- [DIRECTIONS FOR THIS TASK] Write out the part of the holiday survival text below from "I chanced upon" to "a meeting instead.", word for word.

We don't have Hallowe'en in my country, but I know it can be a problematic time for a lot of us.

I chanced upon this great blog page last year - it's a womens blog and it's actually for Thanksgiving but I think most of it can be applied to nearly every social situation for anyone.

Crying Out Now: Thanksgiving Survival Guide

  1. Think ahead. Is it hard for you to be around alcohol? Be honest with yourself. Now is not a time for heroics. Keep your expectations realistic: if it is going to be too difficult, maybe this year is a time to do something different for Thanksgiving. Don't set yourself up to fail. You can spend a quiet time at home watching movies or hanging out with other friends, volunteer at a shelter serving food, or go to a meeting instead.
  2. Thanksgiving is usually about family. If there are people in your family who trigger you, be ready. You don't have to go to every fight you're invited to .. plan what you'll say or do if someone gives you a hard time.

- [EXTRACTED MATERIAL]
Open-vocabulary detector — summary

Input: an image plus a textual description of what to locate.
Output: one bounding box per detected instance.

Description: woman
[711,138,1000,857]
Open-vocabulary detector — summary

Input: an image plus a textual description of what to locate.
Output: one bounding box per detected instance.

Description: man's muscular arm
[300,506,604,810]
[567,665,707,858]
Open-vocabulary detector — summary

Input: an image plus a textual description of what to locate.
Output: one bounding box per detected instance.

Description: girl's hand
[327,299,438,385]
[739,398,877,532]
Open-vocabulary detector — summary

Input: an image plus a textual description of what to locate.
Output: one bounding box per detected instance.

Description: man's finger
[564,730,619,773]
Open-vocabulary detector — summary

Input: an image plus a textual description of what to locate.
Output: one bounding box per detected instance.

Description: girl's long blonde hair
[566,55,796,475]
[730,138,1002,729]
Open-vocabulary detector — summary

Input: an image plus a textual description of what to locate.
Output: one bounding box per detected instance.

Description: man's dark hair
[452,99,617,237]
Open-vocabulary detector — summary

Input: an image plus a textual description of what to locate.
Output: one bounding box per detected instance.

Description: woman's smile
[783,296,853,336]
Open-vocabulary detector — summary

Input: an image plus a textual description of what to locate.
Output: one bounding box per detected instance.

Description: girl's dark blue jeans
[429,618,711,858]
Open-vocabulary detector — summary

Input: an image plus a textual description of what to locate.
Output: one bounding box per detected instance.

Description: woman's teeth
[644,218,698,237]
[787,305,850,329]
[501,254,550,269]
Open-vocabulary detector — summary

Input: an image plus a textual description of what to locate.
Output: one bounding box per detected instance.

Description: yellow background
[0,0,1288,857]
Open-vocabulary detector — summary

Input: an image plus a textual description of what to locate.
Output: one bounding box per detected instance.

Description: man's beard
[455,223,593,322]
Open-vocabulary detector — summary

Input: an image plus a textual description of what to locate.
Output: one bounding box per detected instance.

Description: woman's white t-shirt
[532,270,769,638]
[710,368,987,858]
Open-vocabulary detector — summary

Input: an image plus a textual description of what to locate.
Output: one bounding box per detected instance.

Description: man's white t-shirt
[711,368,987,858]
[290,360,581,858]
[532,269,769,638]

- [FINAL RESULT]
I chanced upon this great blog page last year - it's a womens blog and it's actually for Thanksgiving but I think most of it can be applied to nearly every social situation for anyone.

Crying Out Now: Thanksgiving Survival Guide

  1. Think ahead. Is it hard for you to be around alcohol? Be honest with yourself. Now is not a time for heroics. Keep your expectations realistic: if it is going to be too difficult, maybe this year is a time to do something different for Thanksgiving. Don't set yourself up to fail. You can spend a quiet time at home watching movies or hanging out with other friends, volunteer at a shelter serving food, or go to a meeting instead.